» **Exercise**
Continue the bioinformatics research overview from its final sentence, writing on in the same style.

» **Source extract**
Our group is interested in different aspects of Bioinformatics, Computational Biology and Systems Biology.
Our goal is to obtain new biological knowledge with an "in-silico" approach which complements the "in-vivo"
and "in-vitro" methodologies of Biology. This mainly involves mining the massive amounts of
information stored in biological databases.
Besides our lines of scientific research, we also collaborate with experimental groups providing them with bioinformatics
support for their specific needs, and participate in different teaching projects.
A brief summary of our main working lines follows. You can find more information in the links below and in
our list of publications.
Prediction of Protein Functional and Binding Sites
We have developed evolutionary-based method for predicting sites with some functional importance in protein sequences and structures.
Experimental determination of functional/active sites can not cope with the massive stream of new sequences comming from genome sequencing projects.
Hence, computational methods are highly demanded for this task. The methods we develop in this area are based on the fact that functional sites
are subject to certain evolutionary constraints whose landmarks can be detected on multiple sequence alignments.

» **Information provided**

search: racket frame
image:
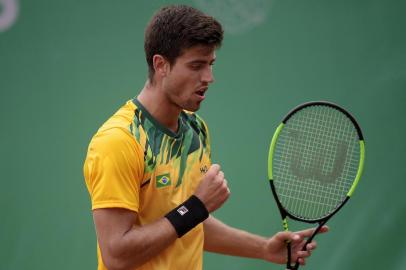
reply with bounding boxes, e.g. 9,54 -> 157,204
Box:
268,101 -> 365,269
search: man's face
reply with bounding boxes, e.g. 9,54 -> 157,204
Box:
162,46 -> 216,112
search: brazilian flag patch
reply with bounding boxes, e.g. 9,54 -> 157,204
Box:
156,173 -> 172,188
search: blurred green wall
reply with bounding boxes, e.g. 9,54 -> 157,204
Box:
0,0 -> 406,270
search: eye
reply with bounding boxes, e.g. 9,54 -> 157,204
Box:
190,63 -> 203,70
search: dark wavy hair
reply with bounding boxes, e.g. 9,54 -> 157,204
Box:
144,5 -> 224,82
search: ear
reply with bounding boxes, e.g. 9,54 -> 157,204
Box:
152,54 -> 170,77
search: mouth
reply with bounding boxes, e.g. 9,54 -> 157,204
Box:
195,88 -> 207,98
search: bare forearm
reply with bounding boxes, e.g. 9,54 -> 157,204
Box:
204,216 -> 266,259
102,218 -> 177,270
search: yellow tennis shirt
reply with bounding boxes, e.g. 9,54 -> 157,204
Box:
84,99 -> 211,270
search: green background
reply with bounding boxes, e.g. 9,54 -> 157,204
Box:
0,0 -> 406,270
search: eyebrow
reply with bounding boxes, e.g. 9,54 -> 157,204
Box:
188,58 -> 216,64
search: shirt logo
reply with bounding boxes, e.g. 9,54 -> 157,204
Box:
177,205 -> 189,216
156,173 -> 172,188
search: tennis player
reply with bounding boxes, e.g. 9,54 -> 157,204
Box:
84,5 -> 327,270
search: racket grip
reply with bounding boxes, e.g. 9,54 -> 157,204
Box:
286,241 -> 292,270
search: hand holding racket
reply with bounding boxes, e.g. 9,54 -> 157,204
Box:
268,101 -> 365,269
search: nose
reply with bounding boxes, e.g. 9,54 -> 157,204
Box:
202,65 -> 214,83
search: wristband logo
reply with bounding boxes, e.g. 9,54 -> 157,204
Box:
156,173 -> 172,188
176,205 -> 189,216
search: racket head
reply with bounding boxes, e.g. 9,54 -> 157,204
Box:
268,101 -> 365,223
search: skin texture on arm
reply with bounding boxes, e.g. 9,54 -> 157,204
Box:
204,216 -> 328,265
93,208 -> 178,270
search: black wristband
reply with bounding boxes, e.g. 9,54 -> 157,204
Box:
165,195 -> 209,237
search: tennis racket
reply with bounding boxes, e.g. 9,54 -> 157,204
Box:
268,101 -> 365,269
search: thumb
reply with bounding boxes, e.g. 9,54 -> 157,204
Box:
206,164 -> 220,177
275,231 -> 302,242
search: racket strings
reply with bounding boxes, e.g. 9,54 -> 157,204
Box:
273,106 -> 359,220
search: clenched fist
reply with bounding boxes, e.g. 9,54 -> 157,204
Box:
194,164 -> 230,213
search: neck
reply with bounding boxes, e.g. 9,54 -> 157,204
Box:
137,81 -> 182,133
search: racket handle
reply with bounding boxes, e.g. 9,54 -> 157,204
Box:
286,241 -> 292,270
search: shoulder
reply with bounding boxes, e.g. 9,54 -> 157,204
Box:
181,111 -> 208,136
89,102 -> 138,154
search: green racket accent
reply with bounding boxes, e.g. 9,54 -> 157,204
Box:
282,218 -> 289,231
268,123 -> 284,181
347,140 -> 365,197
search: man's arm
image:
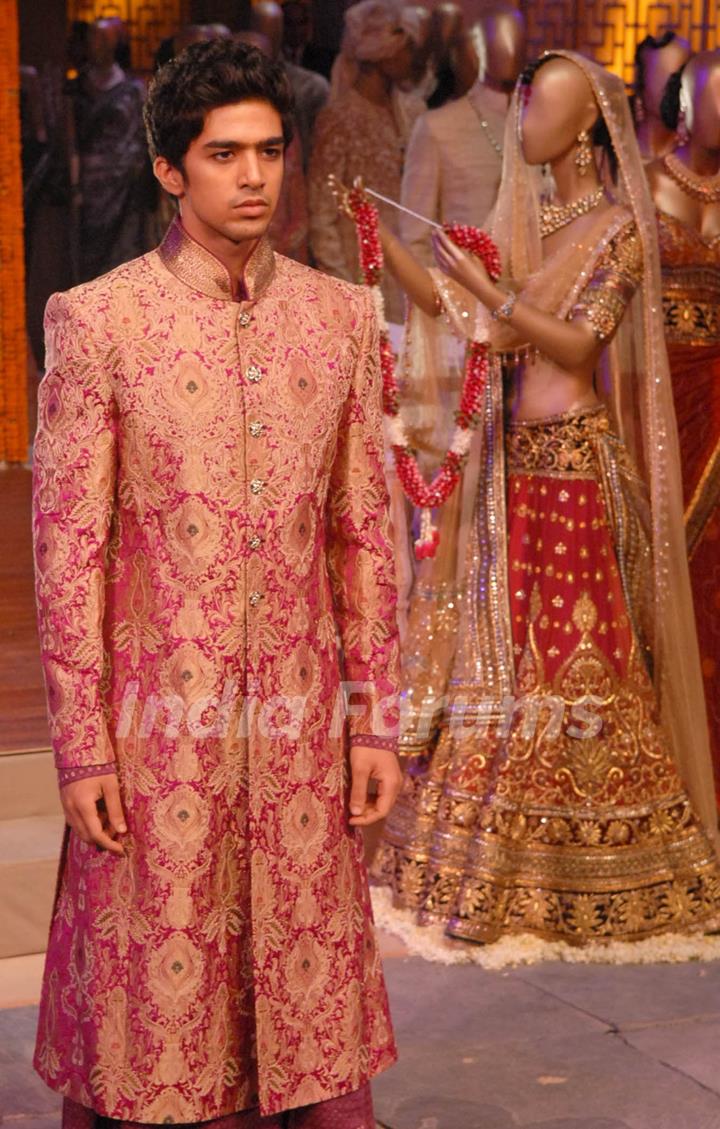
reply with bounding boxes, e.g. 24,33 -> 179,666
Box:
33,295 -> 122,849
328,286 -> 402,826
399,114 -> 442,266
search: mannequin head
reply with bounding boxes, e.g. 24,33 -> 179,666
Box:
523,55 -> 600,165
249,0 -> 283,59
432,3 -> 464,59
681,50 -> 720,149
635,32 -> 691,120
476,7 -> 526,94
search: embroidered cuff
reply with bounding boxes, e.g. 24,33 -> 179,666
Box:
350,733 -> 397,753
58,761 -> 116,788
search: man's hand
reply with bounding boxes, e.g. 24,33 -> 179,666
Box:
60,772 -> 128,855
350,745 -> 403,828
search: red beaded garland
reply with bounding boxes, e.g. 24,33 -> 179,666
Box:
348,198 -> 501,559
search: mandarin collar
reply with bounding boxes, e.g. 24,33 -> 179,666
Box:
158,216 -> 275,301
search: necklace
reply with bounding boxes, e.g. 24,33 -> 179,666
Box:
467,98 -> 502,157
662,152 -> 720,204
541,185 -> 605,239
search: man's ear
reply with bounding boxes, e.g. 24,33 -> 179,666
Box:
152,157 -> 185,198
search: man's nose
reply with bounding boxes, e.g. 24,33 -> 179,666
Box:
238,151 -> 265,189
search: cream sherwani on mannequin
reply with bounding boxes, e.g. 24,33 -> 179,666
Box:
401,81 -> 508,266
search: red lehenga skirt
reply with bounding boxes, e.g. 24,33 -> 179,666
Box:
668,342 -> 720,806
374,409 -> 720,944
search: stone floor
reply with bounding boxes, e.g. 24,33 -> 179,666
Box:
0,945 -> 720,1129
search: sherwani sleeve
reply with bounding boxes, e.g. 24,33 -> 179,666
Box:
328,294 -> 398,750
308,106 -> 354,282
399,114 -> 442,266
33,295 -> 116,786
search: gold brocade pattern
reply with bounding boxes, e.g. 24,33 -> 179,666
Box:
506,409 -> 609,479
34,221 -> 397,1124
375,409 -> 720,944
657,210 -> 720,345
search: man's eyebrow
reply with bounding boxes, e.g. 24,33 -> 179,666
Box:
203,134 -> 284,149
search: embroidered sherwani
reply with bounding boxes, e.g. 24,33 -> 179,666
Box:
35,221 -> 396,1122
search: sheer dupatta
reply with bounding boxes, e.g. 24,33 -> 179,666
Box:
397,51 -> 718,843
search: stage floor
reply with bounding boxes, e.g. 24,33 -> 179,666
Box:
0,466 -> 50,755
0,938 -> 720,1129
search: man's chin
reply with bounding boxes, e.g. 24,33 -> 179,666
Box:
223,210 -> 272,243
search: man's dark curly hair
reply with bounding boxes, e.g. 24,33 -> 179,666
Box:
144,40 -> 295,169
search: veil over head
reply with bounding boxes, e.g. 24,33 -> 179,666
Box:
331,0 -> 420,98
397,51 -> 718,843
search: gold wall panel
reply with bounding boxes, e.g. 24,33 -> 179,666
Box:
519,0 -> 720,86
67,0 -> 190,71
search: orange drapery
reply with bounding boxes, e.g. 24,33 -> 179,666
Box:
0,0 -> 28,463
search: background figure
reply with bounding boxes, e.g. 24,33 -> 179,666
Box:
632,32 -> 691,160
251,0 -> 330,173
282,0 -> 335,78
399,8 -> 525,265
73,19 -> 147,281
308,0 -> 424,322
376,52 -> 720,960
648,51 -> 720,800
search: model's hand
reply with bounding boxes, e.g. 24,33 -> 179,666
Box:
60,772 -> 128,855
432,231 -> 494,303
350,745 -> 403,828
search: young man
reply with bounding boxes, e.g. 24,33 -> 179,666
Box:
35,41 -> 401,1129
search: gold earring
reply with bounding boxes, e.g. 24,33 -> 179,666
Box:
576,130 -> 592,176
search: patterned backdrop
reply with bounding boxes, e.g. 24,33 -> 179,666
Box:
68,0 -> 720,84
519,0 -> 720,85
68,0 -> 190,71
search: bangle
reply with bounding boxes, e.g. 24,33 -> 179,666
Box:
490,290 -> 518,322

» **Output of the exercise**
Prediction of Protein Interactions
Functional Study of Biological Networks
The study of living systems from a network perspective is providing new biological knowledge which could have never been obtained from the study
of the individual components (genes, proteins, ...) no matter how detailed it was. As a prototype of complex systems, in biological
systems many times "the whole is more than the sum of the parts". The biological knowledge obtained with this "top-down" approach is still
modest compared with the whealt of information the "bottom-up" approach (exemplified by the Molecular Biology) has produced. Nevertheless, it
is clear that this new approach is required to complement the intrinsic limitations of the reductionist approach due
to the complexity of living systems. We are studying metabolic networks (central metabolism and biodegradation) and protein interaction
networks from this new "top-down" approach. Of special interest for us is the study of the complex phenomenon of "protein function" from
a systemic perspective, trying to understand how complex functions arise by combining the molecular functions of proteins when these interact in intricate networks.
Bioinformatics Support for Experimental Groups
Many research projects in Bioinformatics and Computational Biology have ended up in practical tools which can help in the daily work
of experimental Molecular Biologists, specially in protein and DNA sequence analysis. In spite that many of these tools can be easily used
by the community through web interfaces, others either are more difficult to use or their results are not straightforward to interpret
without some knowledge on Bioinformatics. Moreover, many bioinformatics "protocols" are difficult to implement in automatic tools and they
require manual intervention or expert knowledge to be carried out.
We provide experimental groups with bioinformatics expert knowledge,
specially in the areas of protein sequence analysis (remote homology detection, domain identification, functional evolution, ...).